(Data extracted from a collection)
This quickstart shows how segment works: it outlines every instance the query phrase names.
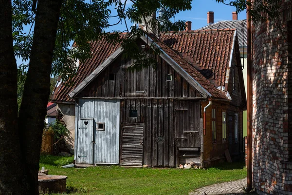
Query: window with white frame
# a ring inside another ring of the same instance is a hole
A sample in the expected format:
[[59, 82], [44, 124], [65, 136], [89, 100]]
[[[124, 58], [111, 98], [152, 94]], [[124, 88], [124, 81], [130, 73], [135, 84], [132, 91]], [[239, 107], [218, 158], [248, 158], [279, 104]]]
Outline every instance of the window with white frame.
[[222, 141], [226, 141], [226, 113], [222, 113]]
[[212, 109], [212, 135], [213, 143], [216, 142], [216, 109]]
[[238, 141], [238, 114], [234, 115], [234, 139], [235, 142]]

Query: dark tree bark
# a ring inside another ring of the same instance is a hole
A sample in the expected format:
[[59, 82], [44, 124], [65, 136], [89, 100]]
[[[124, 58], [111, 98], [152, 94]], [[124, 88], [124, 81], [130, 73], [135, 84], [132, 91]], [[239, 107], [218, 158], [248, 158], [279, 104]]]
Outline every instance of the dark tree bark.
[[61, 0], [38, 0], [18, 118], [11, 1], [0, 0], [0, 195], [38, 195], [41, 136]]
[[41, 137], [61, 2], [61, 0], [38, 1], [29, 68], [19, 110], [20, 148], [30, 195], [38, 194]]
[[11, 1], [0, 0], [0, 194], [21, 194], [26, 192], [27, 185], [23, 179], [18, 130]]

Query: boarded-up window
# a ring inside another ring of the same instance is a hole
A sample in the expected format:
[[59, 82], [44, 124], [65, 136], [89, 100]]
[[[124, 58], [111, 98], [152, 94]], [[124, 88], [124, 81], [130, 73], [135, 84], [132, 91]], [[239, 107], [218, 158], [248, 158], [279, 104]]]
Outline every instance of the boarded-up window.
[[234, 139], [236, 142], [238, 141], [238, 115], [234, 115]]
[[187, 110], [177, 110], [177, 117], [180, 121], [180, 129], [181, 132], [189, 131], [188, 111]]
[[213, 143], [216, 142], [216, 109], [212, 109], [212, 135]]
[[222, 141], [226, 141], [226, 113], [222, 113]]

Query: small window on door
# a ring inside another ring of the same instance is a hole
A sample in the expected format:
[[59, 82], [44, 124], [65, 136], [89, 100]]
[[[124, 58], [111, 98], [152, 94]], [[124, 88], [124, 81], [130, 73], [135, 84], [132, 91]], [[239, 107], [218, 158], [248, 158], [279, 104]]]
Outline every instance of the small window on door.
[[105, 130], [105, 123], [104, 122], [99, 122], [96, 123], [96, 130], [97, 131], [104, 131]]
[[109, 75], [109, 80], [114, 80], [114, 73], [110, 73]]
[[171, 74], [167, 74], [166, 75], [166, 81], [171, 81], [172, 80], [172, 75]]
[[130, 117], [137, 117], [137, 110], [130, 110], [129, 115]]

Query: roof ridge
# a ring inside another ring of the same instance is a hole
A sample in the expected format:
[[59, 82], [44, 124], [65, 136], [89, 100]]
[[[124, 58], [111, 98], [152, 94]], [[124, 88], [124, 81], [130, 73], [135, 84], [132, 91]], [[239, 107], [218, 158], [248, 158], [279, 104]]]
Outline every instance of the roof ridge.
[[169, 31], [167, 33], [162, 32], [162, 34], [170, 34], [170, 33], [175, 33], [175, 34], [187, 34], [189, 33], [203, 33], [204, 32], [219, 32], [219, 31], [234, 31], [237, 30], [236, 28], [224, 28], [224, 29], [198, 29], [198, 30], [192, 30], [189, 31]]

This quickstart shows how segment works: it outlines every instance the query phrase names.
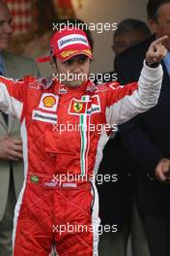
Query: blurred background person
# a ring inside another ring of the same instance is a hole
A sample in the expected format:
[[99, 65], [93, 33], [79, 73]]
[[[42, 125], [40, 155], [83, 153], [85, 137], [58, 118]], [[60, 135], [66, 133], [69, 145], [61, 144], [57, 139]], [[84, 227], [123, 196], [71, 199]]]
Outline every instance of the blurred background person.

● **Task goal**:
Write out the data precisely as given, excluding the pictures.

● **Exercise result**:
This quickstart shows how segment works: it outlines every instance the query phrase names.
Query: window with white frame
# a ring inside another ring of the same instance is a hole
A sample in the expected format:
[[59, 82], [44, 124], [65, 136], [89, 100]]
[[[124, 58], [111, 98], [152, 94]], [[124, 88], [124, 81], [130, 73], [135, 84], [132, 91]], [[239, 107], [218, 158], [248, 158], [279, 104]]]
Outline every instance of the window with white frame.
[[222, 141], [226, 141], [226, 113], [222, 113]]
[[212, 109], [212, 135], [213, 143], [216, 142], [216, 109]]
[[238, 141], [238, 114], [234, 115], [234, 139], [235, 142]]

Query: dark tree bark
# a ring inside another ring of the same instance is a hole
A sample in the expected format:
[[59, 82], [44, 124], [65, 136], [89, 100]]
[[[124, 58], [111, 98], [152, 94]], [[124, 88], [124, 81], [130, 73], [135, 84], [132, 91]], [[239, 107], [218, 158], [248, 158], [279, 104]]]
Outline every instance of the dark tree bark.
[[61, 0], [38, 0], [18, 118], [11, 1], [0, 0], [0, 195], [38, 195], [41, 136]]
[[41, 137], [61, 2], [61, 0], [38, 1], [29, 68], [19, 110], [20, 148], [30, 195], [38, 194]]
[[11, 1], [0, 0], [0, 194], [21, 194], [26, 192], [27, 185], [23, 179], [18, 130]]

Query: boarded-up window
# a ring inside another ring of the same instance is a hole
A sample in the expected format:
[[59, 82], [44, 124], [65, 136], [89, 100]]
[[[124, 58], [111, 98], [152, 94]], [[124, 88], [124, 81], [130, 73], [135, 84], [132, 91]], [[239, 107], [218, 158], [248, 158], [279, 104]]]
Outline every instance of the boarded-up window.
[[234, 139], [236, 142], [238, 141], [238, 115], [234, 115]]
[[187, 110], [177, 110], [177, 117], [180, 121], [180, 129], [181, 132], [189, 131], [188, 111]]
[[213, 143], [216, 142], [216, 109], [212, 109], [212, 135]]
[[222, 141], [226, 141], [226, 113], [222, 113]]

Query: small window on door
# a ring inside another ring of the same instance is a hole
A sample in the expected format:
[[59, 82], [44, 124], [65, 136], [89, 100]]
[[[124, 58], [111, 98], [152, 94]], [[124, 88], [124, 81], [130, 73], [135, 84], [132, 91]], [[239, 107], [218, 158], [248, 158], [279, 104]]]
Outline every instance of the small window on door.
[[105, 130], [105, 123], [104, 122], [99, 122], [96, 123], [96, 130], [97, 131], [104, 131]]
[[109, 75], [109, 80], [114, 80], [114, 73], [110, 73]]
[[171, 74], [167, 74], [166, 75], [166, 81], [171, 81], [172, 80], [172, 75]]
[[130, 117], [137, 117], [137, 110], [130, 110], [129, 115]]

Query: roof ridge
# a ring inside another ring of the same instance is a hole
A sample in the expected format:
[[59, 82], [44, 124], [65, 136], [89, 100]]
[[[124, 58], [111, 98], [152, 94]], [[124, 88], [124, 81], [130, 73], [135, 84], [132, 91]], [[239, 107], [218, 158], [248, 158], [279, 104]]]
Outline every instance of the roof ridge.
[[169, 31], [167, 33], [162, 32], [162, 34], [170, 34], [170, 33], [175, 33], [175, 34], [187, 34], [189, 33], [203, 33], [204, 32], [219, 32], [219, 31], [234, 31], [237, 30], [236, 28], [224, 28], [224, 29], [198, 29], [198, 30], [192, 30], [189, 31]]

This quickstart shows how segment works: it outlines every instance the query phrase names.
Query: blurred background person
# a ring inside another ring of the same instance is a hole
A sample in the expected format:
[[99, 65], [93, 33], [79, 73]]
[[[42, 125], [40, 155], [83, 153], [85, 137], [58, 118]], [[60, 135], [66, 133], [69, 145], [61, 144], [57, 139]], [[84, 227], [123, 196], [71, 199]]]
Outline every instance of the blurred background person.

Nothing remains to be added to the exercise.